Aconteceu no mês de abril dos anos 80, eu era uma adolescente que trabalhava no Centro do Rio de Janeiro e, no início da noite, atravessava de barcas a Baía da Guanabara para escola à noite no bairro do Ingá, em Niterói.
A maioria dessas viagens sobre as águas do Atlântico, essa menina estudava para as avaliações ou fazia deveres de casa; sentada em uma cadeira de madeira estreita com os cadernos no colo ou, outras vezes, sentada na escada.
Importante ressaltar que essa garota não estava alheia aos comentários acerca da política do país. A ditadura havia acabado, mas o autoritarismo ainda imperava no Brasil. Grande parte da população queria a liberdade de escolher seu presidente.
Foi durante o meu horário de almoço que observei pessoas nas ruas andando apressadas e em pequenos grupos. Algo bastante atípico. Voltei ao trabalho e na loja os funcionários comentavam que todos os comércios iriam fechar. Logo após o burburinho, ouvíamos o barulho das portas de ferro fechando rapidamente em sequência. Os supervisores nos dispensaram, subimos para trocar o uniforme e irmos embora.

--*--

## Objetivo declarado 1
Relacione todas as linhas dos registros abaixo em que aparece a palavra "horn".

## Material fornecido
--*--

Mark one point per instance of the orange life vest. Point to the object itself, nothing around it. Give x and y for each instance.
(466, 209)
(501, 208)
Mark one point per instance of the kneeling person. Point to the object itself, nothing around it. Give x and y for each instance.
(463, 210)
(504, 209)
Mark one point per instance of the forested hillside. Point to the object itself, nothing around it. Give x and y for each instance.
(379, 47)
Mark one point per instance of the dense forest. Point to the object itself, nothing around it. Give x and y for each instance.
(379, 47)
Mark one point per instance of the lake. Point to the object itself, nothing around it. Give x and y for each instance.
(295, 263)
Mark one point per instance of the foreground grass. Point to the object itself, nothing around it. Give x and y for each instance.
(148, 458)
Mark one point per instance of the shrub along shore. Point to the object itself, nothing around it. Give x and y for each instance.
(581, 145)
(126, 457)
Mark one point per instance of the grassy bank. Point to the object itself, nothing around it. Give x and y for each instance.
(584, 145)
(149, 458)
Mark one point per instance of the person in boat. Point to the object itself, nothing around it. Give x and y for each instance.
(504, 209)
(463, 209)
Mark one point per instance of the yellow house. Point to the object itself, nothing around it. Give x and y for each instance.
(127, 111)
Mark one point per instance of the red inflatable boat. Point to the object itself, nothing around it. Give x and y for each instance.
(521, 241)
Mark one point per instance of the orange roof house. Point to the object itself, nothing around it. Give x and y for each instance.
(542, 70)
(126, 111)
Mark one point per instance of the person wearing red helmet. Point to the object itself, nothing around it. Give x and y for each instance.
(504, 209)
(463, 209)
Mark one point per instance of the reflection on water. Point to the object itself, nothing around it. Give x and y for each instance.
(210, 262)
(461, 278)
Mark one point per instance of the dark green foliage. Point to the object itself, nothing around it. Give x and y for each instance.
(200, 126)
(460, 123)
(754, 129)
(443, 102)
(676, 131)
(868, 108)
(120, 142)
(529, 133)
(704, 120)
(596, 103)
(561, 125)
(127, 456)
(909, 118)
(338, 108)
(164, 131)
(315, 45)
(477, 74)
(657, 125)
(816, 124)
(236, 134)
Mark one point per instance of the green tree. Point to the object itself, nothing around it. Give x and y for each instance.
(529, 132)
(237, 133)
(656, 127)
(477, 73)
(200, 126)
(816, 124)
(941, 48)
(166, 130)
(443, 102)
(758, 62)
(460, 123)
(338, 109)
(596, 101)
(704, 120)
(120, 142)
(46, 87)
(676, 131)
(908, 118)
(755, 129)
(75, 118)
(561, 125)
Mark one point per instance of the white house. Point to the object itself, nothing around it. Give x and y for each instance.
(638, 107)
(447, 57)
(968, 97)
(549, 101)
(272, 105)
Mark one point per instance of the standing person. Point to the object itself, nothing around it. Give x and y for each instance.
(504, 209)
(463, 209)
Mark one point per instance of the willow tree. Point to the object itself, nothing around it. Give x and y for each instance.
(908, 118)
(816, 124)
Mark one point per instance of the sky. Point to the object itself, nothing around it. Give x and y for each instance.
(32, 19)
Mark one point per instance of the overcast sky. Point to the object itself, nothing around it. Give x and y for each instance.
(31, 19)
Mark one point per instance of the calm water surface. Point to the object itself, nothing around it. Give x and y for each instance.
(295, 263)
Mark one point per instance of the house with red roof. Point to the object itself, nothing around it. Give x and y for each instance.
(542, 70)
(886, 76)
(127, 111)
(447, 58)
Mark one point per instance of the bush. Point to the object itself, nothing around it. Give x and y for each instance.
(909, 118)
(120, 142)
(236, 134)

--*--

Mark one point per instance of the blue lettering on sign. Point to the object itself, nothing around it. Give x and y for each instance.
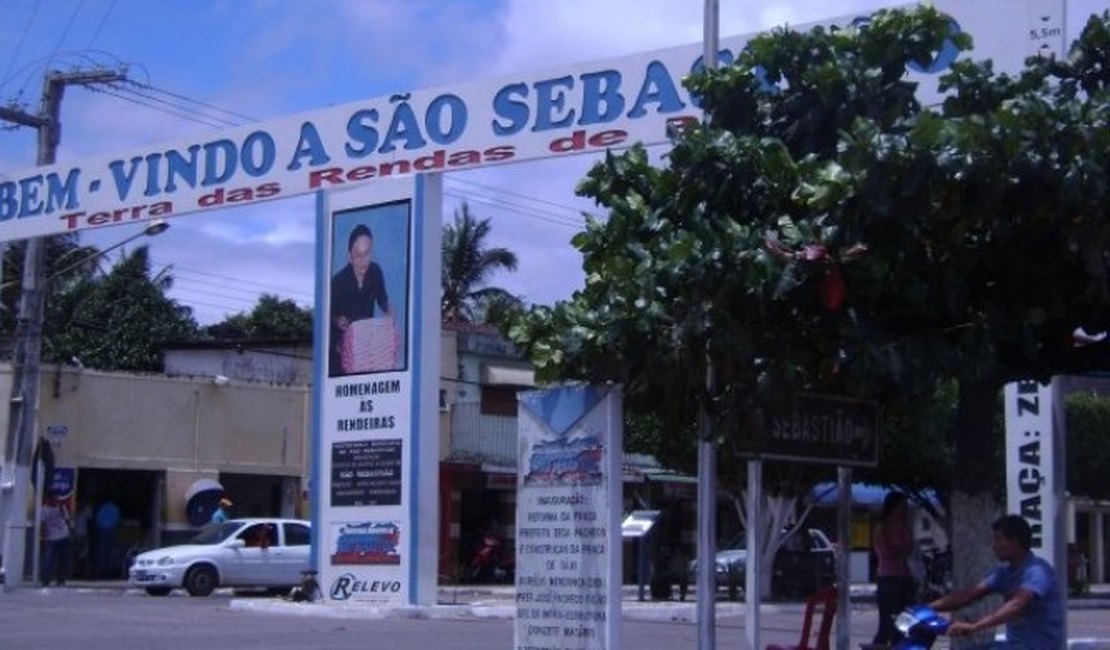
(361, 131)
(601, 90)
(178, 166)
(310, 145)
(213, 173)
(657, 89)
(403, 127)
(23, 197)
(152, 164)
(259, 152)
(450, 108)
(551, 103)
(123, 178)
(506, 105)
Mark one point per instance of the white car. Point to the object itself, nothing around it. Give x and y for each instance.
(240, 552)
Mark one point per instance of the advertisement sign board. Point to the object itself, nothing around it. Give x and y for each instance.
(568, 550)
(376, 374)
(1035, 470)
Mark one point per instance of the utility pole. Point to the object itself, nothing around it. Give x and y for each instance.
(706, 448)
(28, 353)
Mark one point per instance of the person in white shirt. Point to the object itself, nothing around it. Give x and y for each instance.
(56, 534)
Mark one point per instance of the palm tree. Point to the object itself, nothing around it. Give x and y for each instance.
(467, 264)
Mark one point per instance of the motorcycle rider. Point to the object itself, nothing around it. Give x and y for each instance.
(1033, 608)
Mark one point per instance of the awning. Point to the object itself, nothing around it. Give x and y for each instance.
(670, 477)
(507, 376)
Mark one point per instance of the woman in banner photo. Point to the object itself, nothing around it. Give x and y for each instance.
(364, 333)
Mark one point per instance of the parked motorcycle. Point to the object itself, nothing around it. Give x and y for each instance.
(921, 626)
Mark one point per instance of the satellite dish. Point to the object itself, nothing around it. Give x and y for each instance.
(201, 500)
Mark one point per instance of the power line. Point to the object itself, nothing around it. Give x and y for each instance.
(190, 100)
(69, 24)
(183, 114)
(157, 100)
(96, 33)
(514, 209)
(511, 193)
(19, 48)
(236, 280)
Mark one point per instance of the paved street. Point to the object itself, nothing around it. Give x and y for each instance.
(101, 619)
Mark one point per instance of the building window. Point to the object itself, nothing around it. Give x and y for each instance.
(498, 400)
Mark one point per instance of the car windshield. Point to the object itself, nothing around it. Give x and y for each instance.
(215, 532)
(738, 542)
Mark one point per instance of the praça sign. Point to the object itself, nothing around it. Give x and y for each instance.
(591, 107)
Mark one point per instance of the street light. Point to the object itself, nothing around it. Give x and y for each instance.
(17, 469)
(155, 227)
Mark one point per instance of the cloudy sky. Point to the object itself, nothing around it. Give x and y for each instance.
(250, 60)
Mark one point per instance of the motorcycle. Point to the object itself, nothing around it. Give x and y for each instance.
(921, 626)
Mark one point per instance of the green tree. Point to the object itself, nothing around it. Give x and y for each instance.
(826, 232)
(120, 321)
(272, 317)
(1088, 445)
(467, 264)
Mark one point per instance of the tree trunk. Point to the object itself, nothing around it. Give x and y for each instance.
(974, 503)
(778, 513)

--*--

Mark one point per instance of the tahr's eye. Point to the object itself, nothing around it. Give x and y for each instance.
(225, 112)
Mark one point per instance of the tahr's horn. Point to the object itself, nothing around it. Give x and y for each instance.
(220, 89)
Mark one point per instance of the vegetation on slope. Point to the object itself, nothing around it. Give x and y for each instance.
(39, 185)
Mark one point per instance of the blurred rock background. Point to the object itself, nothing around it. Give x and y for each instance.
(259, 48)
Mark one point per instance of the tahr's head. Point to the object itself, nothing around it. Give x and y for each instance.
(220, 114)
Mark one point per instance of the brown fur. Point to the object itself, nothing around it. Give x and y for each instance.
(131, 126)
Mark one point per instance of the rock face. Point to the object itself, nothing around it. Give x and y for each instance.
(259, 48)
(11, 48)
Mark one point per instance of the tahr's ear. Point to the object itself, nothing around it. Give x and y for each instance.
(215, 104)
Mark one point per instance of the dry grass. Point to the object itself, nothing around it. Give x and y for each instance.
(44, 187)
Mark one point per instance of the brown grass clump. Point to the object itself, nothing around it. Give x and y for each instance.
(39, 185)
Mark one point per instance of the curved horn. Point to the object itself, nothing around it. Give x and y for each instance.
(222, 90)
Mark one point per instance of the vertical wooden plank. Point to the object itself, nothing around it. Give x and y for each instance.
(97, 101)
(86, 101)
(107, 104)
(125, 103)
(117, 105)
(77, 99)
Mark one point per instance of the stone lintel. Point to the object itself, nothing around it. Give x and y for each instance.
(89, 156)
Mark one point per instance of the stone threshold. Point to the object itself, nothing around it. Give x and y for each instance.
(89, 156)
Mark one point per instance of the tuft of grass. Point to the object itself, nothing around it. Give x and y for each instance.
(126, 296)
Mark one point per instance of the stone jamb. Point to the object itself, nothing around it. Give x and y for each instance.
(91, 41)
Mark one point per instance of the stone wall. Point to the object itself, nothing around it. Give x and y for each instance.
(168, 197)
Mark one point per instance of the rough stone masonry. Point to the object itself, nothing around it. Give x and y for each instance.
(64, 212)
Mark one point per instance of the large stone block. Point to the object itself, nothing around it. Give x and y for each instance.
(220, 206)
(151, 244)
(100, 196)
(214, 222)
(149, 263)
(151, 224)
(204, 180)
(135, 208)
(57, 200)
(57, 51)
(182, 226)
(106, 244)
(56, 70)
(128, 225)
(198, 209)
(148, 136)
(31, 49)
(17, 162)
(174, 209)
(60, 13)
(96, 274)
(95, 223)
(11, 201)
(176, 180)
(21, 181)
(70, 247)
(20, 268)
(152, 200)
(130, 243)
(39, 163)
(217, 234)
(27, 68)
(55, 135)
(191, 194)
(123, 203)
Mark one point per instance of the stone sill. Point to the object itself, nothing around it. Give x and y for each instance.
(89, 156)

--*--

## Objetivo declarado 2
Reproduza, do relato sobre a travessia de barcas no Rio de Janeiro, o trecho que se inicia nas palavras "Aconteceu no mês" e se encerra em "escolher seu presidente.".

## Resposta correta 1
Mark one point per instance of the tahr's horn. Point to the object itself, nothing around it. Give x and y for each instance.
Mark one point per instance of the curved horn. Point to the object itself, nothing around it. Give x and y for each instance.

## Resposta correta 2
Aconteceu no mês de abril dos anos 80, eu era uma adolescente que trabalhava no Centro do Rio de Janeiro e, no início da noite, atravessava de barcas a Baía da Guanabara para escola à noite no bairro do Ingá, em Niterói.
A maioria dessas viagens sobre as águas do Atlântico, essa menina estudava para as avaliações ou fazia deveres de casa; sentada em uma cadeira de madeira estreita com os cadernos no colo ou, outras vezes, sentada na escada.
Importante ressaltar que essa garota não estava alheia aos comentários acerca da política do país. A ditadura havia acabado, mas o autoritarismo ainda imperava no Brasil. Grande parte da população queria a liberdade de escolher seu presidente.